Brief – Your task is to return, word for word, only the lines from the line with "Would you be able to pin the cabinet" through the close of the data. Exclude all pictures.
[Opening Study material section]
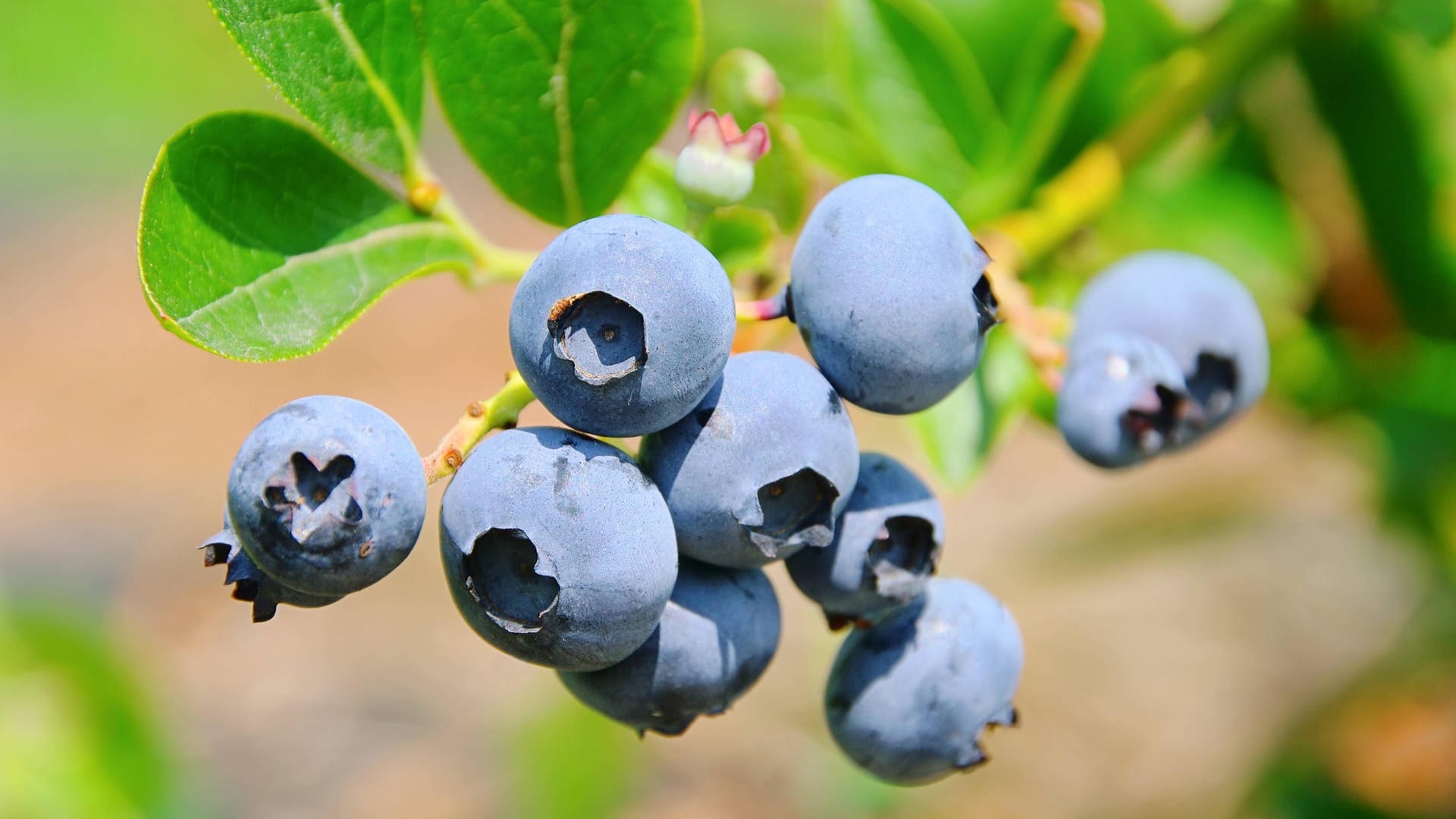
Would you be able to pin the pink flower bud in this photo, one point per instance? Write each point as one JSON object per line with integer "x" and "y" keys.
{"x": 715, "y": 169}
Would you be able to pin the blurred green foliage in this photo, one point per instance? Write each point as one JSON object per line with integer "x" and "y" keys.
{"x": 77, "y": 735}
{"x": 1334, "y": 203}
{"x": 595, "y": 767}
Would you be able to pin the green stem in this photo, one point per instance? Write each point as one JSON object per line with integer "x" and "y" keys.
{"x": 1190, "y": 79}
{"x": 1184, "y": 83}
{"x": 500, "y": 411}
{"x": 696, "y": 219}
{"x": 491, "y": 261}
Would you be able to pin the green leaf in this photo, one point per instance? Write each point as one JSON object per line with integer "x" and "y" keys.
{"x": 830, "y": 137}
{"x": 1141, "y": 36}
{"x": 595, "y": 777}
{"x": 558, "y": 99}
{"x": 740, "y": 237}
{"x": 915, "y": 88}
{"x": 77, "y": 733}
{"x": 651, "y": 191}
{"x": 351, "y": 67}
{"x": 1375, "y": 93}
{"x": 960, "y": 431}
{"x": 1231, "y": 218}
{"x": 781, "y": 181}
{"x": 259, "y": 243}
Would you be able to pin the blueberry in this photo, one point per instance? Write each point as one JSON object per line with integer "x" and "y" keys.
{"x": 622, "y": 324}
{"x": 1123, "y": 401}
{"x": 886, "y": 545}
{"x": 558, "y": 550}
{"x": 249, "y": 583}
{"x": 715, "y": 639}
{"x": 327, "y": 496}
{"x": 761, "y": 468}
{"x": 1199, "y": 312}
{"x": 909, "y": 698}
{"x": 890, "y": 293}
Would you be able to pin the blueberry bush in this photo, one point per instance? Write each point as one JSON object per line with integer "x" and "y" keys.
{"x": 974, "y": 213}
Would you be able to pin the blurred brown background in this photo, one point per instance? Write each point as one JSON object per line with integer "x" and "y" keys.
{"x": 1180, "y": 620}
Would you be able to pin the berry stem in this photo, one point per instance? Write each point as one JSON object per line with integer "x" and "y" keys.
{"x": 491, "y": 261}
{"x": 500, "y": 411}
{"x": 1091, "y": 183}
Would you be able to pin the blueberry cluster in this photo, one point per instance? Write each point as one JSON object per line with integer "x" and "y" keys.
{"x": 641, "y": 580}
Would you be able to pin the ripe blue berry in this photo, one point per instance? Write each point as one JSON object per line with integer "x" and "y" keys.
{"x": 890, "y": 295}
{"x": 1123, "y": 401}
{"x": 761, "y": 468}
{"x": 249, "y": 583}
{"x": 717, "y": 637}
{"x": 327, "y": 496}
{"x": 886, "y": 545}
{"x": 909, "y": 698}
{"x": 1194, "y": 309}
{"x": 558, "y": 550}
{"x": 622, "y": 324}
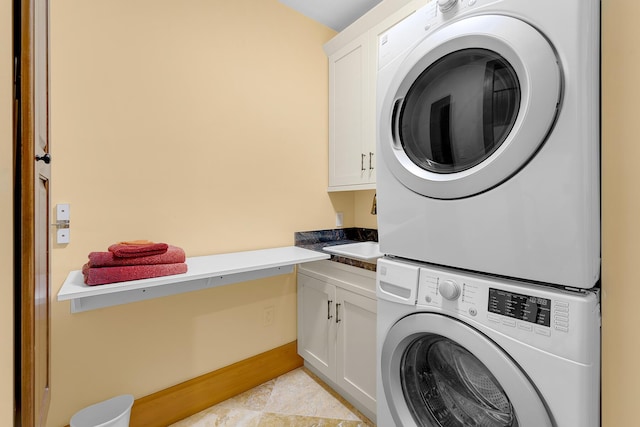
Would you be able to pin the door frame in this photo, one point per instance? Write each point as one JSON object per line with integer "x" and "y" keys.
{"x": 30, "y": 410}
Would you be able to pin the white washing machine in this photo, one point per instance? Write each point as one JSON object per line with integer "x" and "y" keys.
{"x": 488, "y": 138}
{"x": 466, "y": 350}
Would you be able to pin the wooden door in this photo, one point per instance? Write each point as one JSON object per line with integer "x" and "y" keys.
{"x": 34, "y": 171}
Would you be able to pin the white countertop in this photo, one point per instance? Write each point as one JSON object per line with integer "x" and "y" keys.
{"x": 203, "y": 272}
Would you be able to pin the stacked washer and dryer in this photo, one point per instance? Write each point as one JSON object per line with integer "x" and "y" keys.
{"x": 488, "y": 193}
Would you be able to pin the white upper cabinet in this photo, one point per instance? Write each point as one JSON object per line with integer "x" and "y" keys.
{"x": 352, "y": 95}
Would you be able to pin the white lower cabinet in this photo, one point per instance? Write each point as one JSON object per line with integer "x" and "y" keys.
{"x": 337, "y": 329}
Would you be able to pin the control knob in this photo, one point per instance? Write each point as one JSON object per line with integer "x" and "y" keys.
{"x": 446, "y": 5}
{"x": 449, "y": 290}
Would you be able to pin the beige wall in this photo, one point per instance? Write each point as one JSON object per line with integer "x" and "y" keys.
{"x": 620, "y": 212}
{"x": 6, "y": 224}
{"x": 202, "y": 123}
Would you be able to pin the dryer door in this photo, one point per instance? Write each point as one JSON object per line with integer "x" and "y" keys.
{"x": 469, "y": 106}
{"x": 439, "y": 372}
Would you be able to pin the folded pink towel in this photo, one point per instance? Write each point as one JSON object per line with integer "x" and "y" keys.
{"x": 104, "y": 275}
{"x": 173, "y": 255}
{"x": 128, "y": 250}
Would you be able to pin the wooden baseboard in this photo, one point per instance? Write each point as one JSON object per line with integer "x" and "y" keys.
{"x": 183, "y": 400}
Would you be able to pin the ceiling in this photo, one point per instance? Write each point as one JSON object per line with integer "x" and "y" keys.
{"x": 335, "y": 14}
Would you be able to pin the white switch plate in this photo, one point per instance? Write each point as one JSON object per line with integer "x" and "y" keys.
{"x": 63, "y": 216}
{"x": 62, "y": 212}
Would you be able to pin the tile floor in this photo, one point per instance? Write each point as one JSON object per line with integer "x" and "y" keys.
{"x": 295, "y": 399}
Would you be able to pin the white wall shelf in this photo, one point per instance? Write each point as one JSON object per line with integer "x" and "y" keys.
{"x": 203, "y": 272}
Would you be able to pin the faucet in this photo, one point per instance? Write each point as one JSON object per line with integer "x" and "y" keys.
{"x": 374, "y": 206}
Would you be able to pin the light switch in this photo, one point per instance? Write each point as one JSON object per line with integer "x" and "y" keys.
{"x": 62, "y": 223}
{"x": 62, "y": 212}
{"x": 62, "y": 236}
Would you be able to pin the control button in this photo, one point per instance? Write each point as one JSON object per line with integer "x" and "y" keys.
{"x": 509, "y": 322}
{"x": 493, "y": 318}
{"x": 449, "y": 290}
{"x": 543, "y": 331}
{"x": 525, "y": 326}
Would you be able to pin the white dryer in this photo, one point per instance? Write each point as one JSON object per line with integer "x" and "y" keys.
{"x": 488, "y": 138}
{"x": 465, "y": 350}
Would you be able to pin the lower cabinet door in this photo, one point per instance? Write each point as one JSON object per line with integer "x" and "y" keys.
{"x": 356, "y": 346}
{"x": 316, "y": 324}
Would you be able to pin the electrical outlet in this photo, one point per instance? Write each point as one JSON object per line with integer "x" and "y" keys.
{"x": 267, "y": 316}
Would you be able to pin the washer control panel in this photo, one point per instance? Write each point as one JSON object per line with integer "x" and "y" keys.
{"x": 545, "y": 317}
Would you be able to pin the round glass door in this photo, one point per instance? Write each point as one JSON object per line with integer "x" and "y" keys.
{"x": 459, "y": 111}
{"x": 468, "y": 108}
{"x": 443, "y": 382}
{"x": 437, "y": 371}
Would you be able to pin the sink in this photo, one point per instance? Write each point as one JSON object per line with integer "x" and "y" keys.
{"x": 364, "y": 251}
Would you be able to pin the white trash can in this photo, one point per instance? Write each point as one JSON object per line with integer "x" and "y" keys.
{"x": 114, "y": 412}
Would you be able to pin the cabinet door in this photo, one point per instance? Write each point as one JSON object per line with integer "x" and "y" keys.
{"x": 356, "y": 346}
{"x": 316, "y": 324}
{"x": 349, "y": 98}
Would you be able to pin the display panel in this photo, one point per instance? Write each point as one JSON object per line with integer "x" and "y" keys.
{"x": 522, "y": 307}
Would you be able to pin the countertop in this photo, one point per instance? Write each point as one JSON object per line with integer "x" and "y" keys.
{"x": 318, "y": 239}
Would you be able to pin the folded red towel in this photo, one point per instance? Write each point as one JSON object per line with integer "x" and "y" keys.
{"x": 104, "y": 275}
{"x": 173, "y": 255}
{"x": 128, "y": 250}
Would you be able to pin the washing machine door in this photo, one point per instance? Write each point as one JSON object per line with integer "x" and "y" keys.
{"x": 439, "y": 372}
{"x": 469, "y": 106}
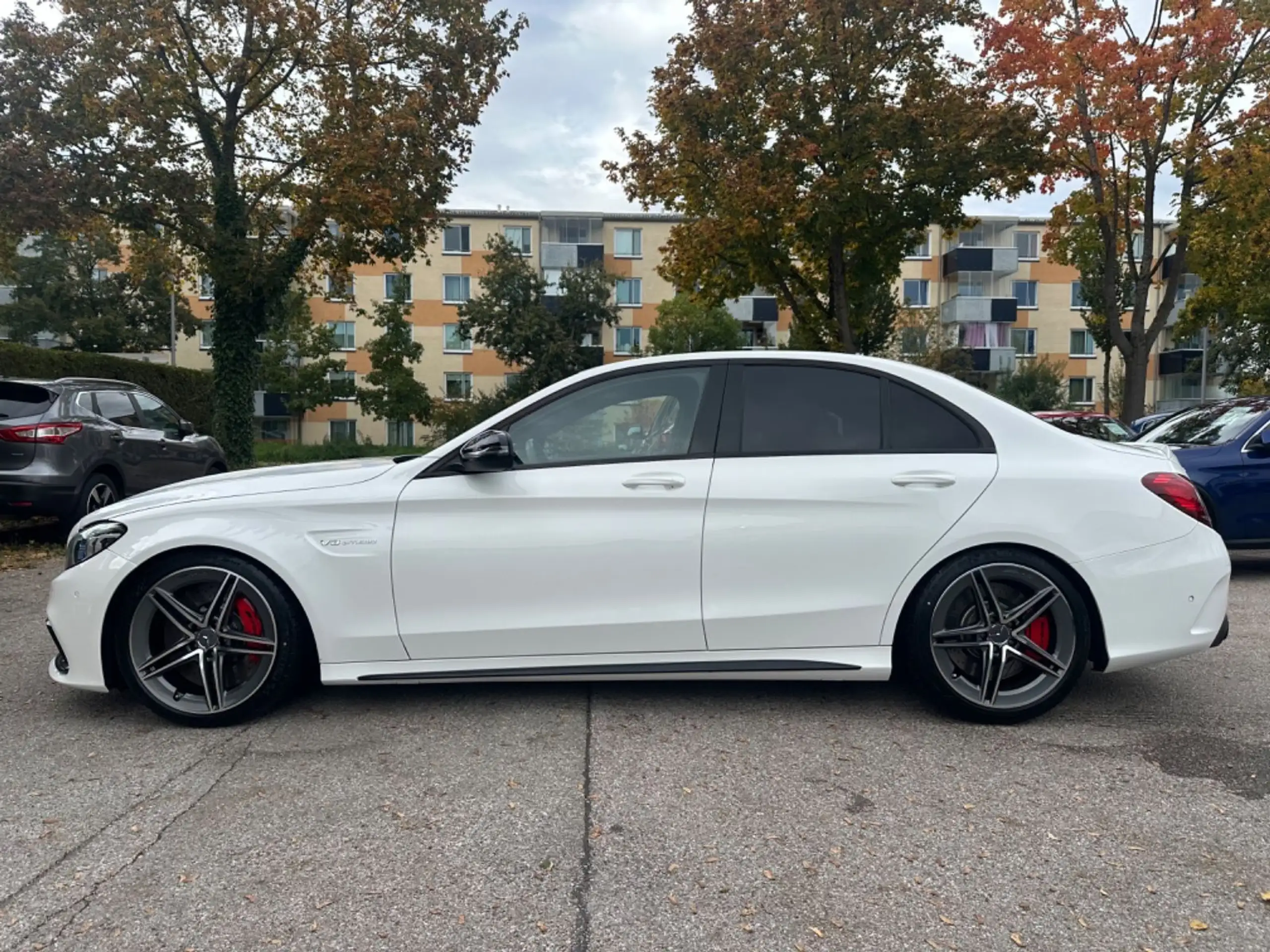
[Closing Study material section]
Solution for this exercise –
Would you be able to pin the cabinet door in this photo, one point per instance? Write each point as one JSON object per line with integer "x" and "y" keys.
{"x": 356, "y": 346}
{"x": 316, "y": 324}
{"x": 349, "y": 98}
Would you be able to pin the display panel in this photo, one point per instance? Write each point as one JSON object per line with integer "x" and "y" keys.
{"x": 522, "y": 307}
Would you be able to pin the countertop in this photo, one point per instance? Write each point as one JSON object per line with integer "x" and "y" keys.
{"x": 318, "y": 239}
Would you be able to pin the folded red towel in this photo, one point per instance? Write each point as one JSON object per line with integer "x" and "y" keys.
{"x": 104, "y": 275}
{"x": 173, "y": 255}
{"x": 128, "y": 250}
Would you be able to pin the washing machine door in this photo, one point per instance? Write each point as one JSON object per line with integer "x" and "y" keys.
{"x": 439, "y": 372}
{"x": 469, "y": 106}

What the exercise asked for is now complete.